▶ [Objective]: Update the data below so that every occurrence of "one point per instance" becomes "a single point for each instance", with everything else unchanged.
'''
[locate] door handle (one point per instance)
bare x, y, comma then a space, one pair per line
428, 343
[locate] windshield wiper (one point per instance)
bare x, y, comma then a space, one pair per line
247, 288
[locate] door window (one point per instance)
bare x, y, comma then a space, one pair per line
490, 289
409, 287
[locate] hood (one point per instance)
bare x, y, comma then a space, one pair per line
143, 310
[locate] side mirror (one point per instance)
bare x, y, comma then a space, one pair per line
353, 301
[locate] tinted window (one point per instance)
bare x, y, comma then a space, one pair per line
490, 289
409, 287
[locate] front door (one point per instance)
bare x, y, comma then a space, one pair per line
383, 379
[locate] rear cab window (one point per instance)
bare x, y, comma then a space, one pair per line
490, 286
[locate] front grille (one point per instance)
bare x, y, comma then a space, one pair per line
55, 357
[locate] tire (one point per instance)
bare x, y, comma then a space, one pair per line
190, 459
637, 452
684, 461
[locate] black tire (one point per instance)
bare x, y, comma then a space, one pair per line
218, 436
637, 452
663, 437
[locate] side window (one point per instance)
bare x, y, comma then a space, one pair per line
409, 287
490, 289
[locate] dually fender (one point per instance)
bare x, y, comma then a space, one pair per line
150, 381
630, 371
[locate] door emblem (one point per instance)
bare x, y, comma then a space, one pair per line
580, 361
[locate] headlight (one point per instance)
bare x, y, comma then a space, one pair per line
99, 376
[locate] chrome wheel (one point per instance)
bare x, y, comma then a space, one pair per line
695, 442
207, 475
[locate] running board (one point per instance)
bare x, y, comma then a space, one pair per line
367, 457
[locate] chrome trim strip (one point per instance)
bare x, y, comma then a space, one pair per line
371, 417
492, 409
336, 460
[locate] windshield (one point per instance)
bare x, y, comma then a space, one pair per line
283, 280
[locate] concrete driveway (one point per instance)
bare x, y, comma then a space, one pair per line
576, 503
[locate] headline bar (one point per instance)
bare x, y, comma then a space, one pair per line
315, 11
'''
▶ [Result of this task]:
[locate] door handle (a single point for each instance)
bare x, y, comma then a space, one pair per line
428, 343
[locate] windshield wiper (a single point for each instance)
bare x, y, comma then a space, one pair per line
247, 288
[locate] door window (a single point for each instance)
bare x, y, comma then a space, one pair per line
490, 289
409, 287
[locate] hood (a single point for each instance)
bare x, y, comma then a space, one pair per line
143, 310
[locate] side mirror (a single point for each instance)
bare x, y, comma then a space, one pair per line
353, 301
[locate] tinted window (a single point for each instance)
bare x, y, comma then a space, one pair per line
490, 289
409, 287
[locate] front door (a single point for each instance)
bare x, y, comma then a space, one pair per line
383, 379
[locate] rear cab window (a single point for each instance)
bare x, y, comma then a space, one pair per line
490, 286
[locate] front grille (a single point for each instance)
bare x, y, comma then a space, one pair per line
55, 357
[locate] tire (a single point for each instance)
bare x, y, comma then a space, one pair per line
190, 459
637, 452
684, 461
[locate] black tire (a single point for each instance)
bare x, y, comma then a space, one pair per line
218, 436
637, 452
663, 437
[locate] side window (a single point for each instance)
bare x, y, comma then a space, one pair per line
409, 287
490, 289
[locate] dually fender (a single point for each instance)
bare x, y, comma then a space, one pair per line
150, 381
630, 371
[locate] door emblem (a single point for each instance)
bare x, y, comma then a space, one pair per line
580, 361
[locate] headlight (a single point for each instance)
bare x, y, comma then a space, one pair per line
99, 376
[locate] chrome wheel (a single point for each instance)
bare x, y, comma then a space, one pair per line
695, 442
207, 475
[locate] running board (a single point for each instance)
bare x, y, comma then a space, one pair per line
367, 457
[locate] chrome trim strip (a single point for each instance)
bare x, y, comma then a space, one pair per line
371, 417
492, 409
336, 460
[locate] windshield (a single point for each instance)
bare x, y, comma then a space, one pair per line
283, 280
[locate] concrete driveway (a single point for each instance)
bare x, y, comma then a space, one pair per line
576, 503
[locate] headline bar (a single point for each instance)
bare x, y, comma then a space, one pair per line
315, 11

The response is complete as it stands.